— begin —
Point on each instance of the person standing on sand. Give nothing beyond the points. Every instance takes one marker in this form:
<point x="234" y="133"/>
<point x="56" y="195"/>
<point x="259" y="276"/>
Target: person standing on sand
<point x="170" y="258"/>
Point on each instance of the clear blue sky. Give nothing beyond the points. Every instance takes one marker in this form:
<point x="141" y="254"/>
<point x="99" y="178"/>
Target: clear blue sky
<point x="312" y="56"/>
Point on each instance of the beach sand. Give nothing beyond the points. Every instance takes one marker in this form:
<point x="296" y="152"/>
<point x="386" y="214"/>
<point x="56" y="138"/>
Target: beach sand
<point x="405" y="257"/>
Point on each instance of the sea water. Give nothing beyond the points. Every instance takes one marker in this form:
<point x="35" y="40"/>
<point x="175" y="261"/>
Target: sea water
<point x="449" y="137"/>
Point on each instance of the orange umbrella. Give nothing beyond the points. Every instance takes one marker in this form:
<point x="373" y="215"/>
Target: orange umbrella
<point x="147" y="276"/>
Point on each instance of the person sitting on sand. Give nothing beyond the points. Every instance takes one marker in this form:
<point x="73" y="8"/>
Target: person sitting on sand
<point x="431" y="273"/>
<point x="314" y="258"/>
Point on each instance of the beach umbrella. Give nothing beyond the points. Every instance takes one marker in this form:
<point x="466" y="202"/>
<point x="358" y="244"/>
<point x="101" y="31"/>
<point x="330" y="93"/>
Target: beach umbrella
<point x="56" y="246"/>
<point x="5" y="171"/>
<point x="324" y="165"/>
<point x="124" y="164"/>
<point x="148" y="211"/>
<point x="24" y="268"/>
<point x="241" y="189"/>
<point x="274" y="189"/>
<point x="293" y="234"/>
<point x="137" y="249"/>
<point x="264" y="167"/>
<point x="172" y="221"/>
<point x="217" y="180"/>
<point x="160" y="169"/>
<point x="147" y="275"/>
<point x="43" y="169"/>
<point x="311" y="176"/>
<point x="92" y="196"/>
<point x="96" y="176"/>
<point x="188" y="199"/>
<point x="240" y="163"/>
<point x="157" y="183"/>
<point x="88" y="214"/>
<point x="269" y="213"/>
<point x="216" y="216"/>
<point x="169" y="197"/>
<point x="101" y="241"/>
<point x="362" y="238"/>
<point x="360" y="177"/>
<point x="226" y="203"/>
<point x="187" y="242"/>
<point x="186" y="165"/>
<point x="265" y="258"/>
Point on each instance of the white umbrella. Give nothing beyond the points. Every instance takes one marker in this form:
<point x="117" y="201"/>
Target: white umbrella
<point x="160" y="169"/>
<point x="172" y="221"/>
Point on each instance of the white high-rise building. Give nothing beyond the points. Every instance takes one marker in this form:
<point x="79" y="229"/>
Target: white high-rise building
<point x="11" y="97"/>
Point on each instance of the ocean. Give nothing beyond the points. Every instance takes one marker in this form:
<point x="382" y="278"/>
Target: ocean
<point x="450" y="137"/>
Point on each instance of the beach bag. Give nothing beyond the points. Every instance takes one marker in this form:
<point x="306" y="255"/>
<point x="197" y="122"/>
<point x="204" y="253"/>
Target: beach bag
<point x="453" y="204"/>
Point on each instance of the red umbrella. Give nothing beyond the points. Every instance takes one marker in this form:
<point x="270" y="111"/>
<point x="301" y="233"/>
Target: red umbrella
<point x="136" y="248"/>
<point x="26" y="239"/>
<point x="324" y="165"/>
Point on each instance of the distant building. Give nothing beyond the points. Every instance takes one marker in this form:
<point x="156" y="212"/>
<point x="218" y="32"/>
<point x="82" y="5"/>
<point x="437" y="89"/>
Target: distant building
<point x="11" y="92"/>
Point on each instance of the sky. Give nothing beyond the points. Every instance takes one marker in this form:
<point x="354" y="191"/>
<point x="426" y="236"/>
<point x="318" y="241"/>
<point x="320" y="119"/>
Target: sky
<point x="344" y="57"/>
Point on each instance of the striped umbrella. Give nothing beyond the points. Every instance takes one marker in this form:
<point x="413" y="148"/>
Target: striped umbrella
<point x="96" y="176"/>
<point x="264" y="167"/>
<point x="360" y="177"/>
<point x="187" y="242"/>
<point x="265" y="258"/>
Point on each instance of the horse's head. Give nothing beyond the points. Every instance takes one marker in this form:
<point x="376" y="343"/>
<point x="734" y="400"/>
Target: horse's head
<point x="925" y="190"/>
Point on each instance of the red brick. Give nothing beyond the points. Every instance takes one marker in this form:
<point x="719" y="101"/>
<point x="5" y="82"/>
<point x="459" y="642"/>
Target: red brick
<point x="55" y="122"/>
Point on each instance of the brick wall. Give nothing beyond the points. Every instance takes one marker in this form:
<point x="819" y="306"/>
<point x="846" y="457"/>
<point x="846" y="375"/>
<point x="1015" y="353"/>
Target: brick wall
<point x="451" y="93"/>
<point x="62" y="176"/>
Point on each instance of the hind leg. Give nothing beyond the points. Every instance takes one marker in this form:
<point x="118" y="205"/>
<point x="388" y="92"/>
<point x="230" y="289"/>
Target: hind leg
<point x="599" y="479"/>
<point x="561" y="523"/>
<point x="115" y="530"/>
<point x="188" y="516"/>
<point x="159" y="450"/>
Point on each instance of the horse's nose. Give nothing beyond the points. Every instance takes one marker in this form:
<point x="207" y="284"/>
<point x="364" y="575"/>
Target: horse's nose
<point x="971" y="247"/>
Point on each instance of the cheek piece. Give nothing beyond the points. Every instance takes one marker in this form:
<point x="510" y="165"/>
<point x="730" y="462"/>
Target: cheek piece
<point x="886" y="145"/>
— end —
Retype the records in full. Keep every line identical to the original.

Solution below:
Point on each instance of the person standing on sand. Give nothing beyond the points. Every instance takes one marker in this form:
<point x="234" y="133"/>
<point x="56" y="195"/>
<point x="259" y="276"/>
Target: person standing on sand
<point x="170" y="258"/>
Point on each instance of the clear blue sky. Give nothing beyond the points. Every instance takes one marker in this form:
<point x="141" y="254"/>
<point x="99" y="178"/>
Target: clear blue sky
<point x="312" y="56"/>
Point on each instance of the beach sand. Give nothing beyond the points. Every instance takes one marker in this form:
<point x="296" y="152"/>
<point x="386" y="214"/>
<point x="56" y="138"/>
Target: beach sand
<point x="405" y="257"/>
Point on each instance of the sea water. Give nothing beyond the points. Every instance takes one marker in this form:
<point x="35" y="40"/>
<point x="175" y="261"/>
Target: sea water
<point x="449" y="137"/>
Point on each instance of the orange umbrella. Give nothing beyond the points. Every instance takes one marker in this form:
<point x="373" y="215"/>
Target: orange umbrella
<point x="147" y="276"/>
Point on each instance of the person sitting on sand. Give nothing beyond the points. Every instance takes one marker in this form:
<point x="73" y="8"/>
Target: person sitting on sand
<point x="431" y="273"/>
<point x="314" y="258"/>
Point on each instance of the beach umbrella. Give nothing beyond the points. Every instance takes one marker in this form:
<point x="466" y="202"/>
<point x="358" y="244"/>
<point x="101" y="31"/>
<point x="330" y="93"/>
Target: beach umbrella
<point x="56" y="246"/>
<point x="5" y="171"/>
<point x="324" y="165"/>
<point x="124" y="164"/>
<point x="148" y="211"/>
<point x="24" y="268"/>
<point x="241" y="189"/>
<point x="274" y="189"/>
<point x="293" y="234"/>
<point x="137" y="249"/>
<point x="264" y="167"/>
<point x="172" y="221"/>
<point x="217" y="180"/>
<point x="160" y="169"/>
<point x="147" y="275"/>
<point x="43" y="169"/>
<point x="311" y="176"/>
<point x="92" y="196"/>
<point x="96" y="176"/>
<point x="188" y="199"/>
<point x="240" y="163"/>
<point x="157" y="183"/>
<point x="88" y="214"/>
<point x="269" y="213"/>
<point x="216" y="216"/>
<point x="169" y="197"/>
<point x="101" y="241"/>
<point x="362" y="238"/>
<point x="360" y="177"/>
<point x="226" y="203"/>
<point x="187" y="242"/>
<point x="186" y="165"/>
<point x="265" y="258"/>
Point on each instance of the white umbrella. Give nothing beyond the points. Every instance takes one marker in this form:
<point x="117" y="201"/>
Target: white umbrella
<point x="160" y="169"/>
<point x="172" y="221"/>
Point on each instance of the white high-rise building. Give nothing beyond the points. Every instance takes one marker in this form:
<point x="79" y="229"/>
Target: white high-rise building
<point x="11" y="97"/>
Point on each instance of the ocean. Give nothing beyond the points. Every instance takes one marker in this form:
<point x="382" y="278"/>
Target: ocean
<point x="450" y="137"/>
Point on each instance of the beach bag. Give nothing beyond the points. Every instance takes one marker in this form:
<point x="306" y="255"/>
<point x="197" y="122"/>
<point x="204" y="253"/>
Target: beach bag
<point x="453" y="204"/>
Point on each instance of the red umbrella. Give nothing beyond the points. Every instance takes one marker in this form:
<point x="270" y="111"/>
<point x="301" y="233"/>
Target: red umbrella
<point x="136" y="248"/>
<point x="26" y="239"/>
<point x="324" y="165"/>
Point on each instance of the distant building. Give nothing beyond the points. Every instance takes one marker in this form:
<point x="156" y="212"/>
<point x="218" y="32"/>
<point x="82" y="5"/>
<point x="437" y="89"/>
Target: distant building
<point x="11" y="92"/>
Point on each instance of the sky. Give nothing beyond the points. Every instance takes one marker in this form:
<point x="354" y="191"/>
<point x="426" y="236"/>
<point x="318" y="241"/>
<point x="320" y="119"/>
Target: sky
<point x="344" y="57"/>
Point on each instance of the striped umbrella. Give nothing beyond the points. Every instance takes one marker in this form:
<point x="413" y="148"/>
Target: striped umbrella
<point x="96" y="176"/>
<point x="264" y="167"/>
<point x="360" y="177"/>
<point x="187" y="242"/>
<point x="265" y="258"/>
Point on each instance of the horse's head. Give nothing beyond the points. Every instance takes one marker in this form:
<point x="376" y="343"/>
<point x="734" y="400"/>
Target: horse's head
<point x="925" y="190"/>
Point on each instance of the red brick. Give nothing beyond the points. Every instance takes one marker in this form:
<point x="719" y="101"/>
<point x="5" y="82"/>
<point x="459" y="642"/>
Target: red brick
<point x="55" y="122"/>
Point on each instance of the brick wall. Give nothing beyond the points. Every instance takes one marker in this form:
<point x="819" y="306"/>
<point x="846" y="457"/>
<point x="846" y="375"/>
<point x="1015" y="353"/>
Target: brick wall
<point x="451" y="93"/>
<point x="62" y="176"/>
Point on each instance of the hind leg. Give nothing beyond the points. Every instance takes one marker in this form:
<point x="118" y="205"/>
<point x="388" y="92"/>
<point x="230" y="289"/>
Target: hind leg
<point x="599" y="479"/>
<point x="561" y="523"/>
<point x="115" y="530"/>
<point x="188" y="516"/>
<point x="159" y="450"/>
Point on each instance of the horse's nose. Give nothing beyond the points. Every instance takes one marker in this form:
<point x="207" y="284"/>
<point x="364" y="575"/>
Target: horse's nose
<point x="971" y="247"/>
Point on each instance of the cheek piece. Give nothing beyond the points. Every instance takes one marker in this form:
<point x="510" y="165"/>
<point x="730" y="462"/>
Target: cheek piece
<point x="886" y="145"/>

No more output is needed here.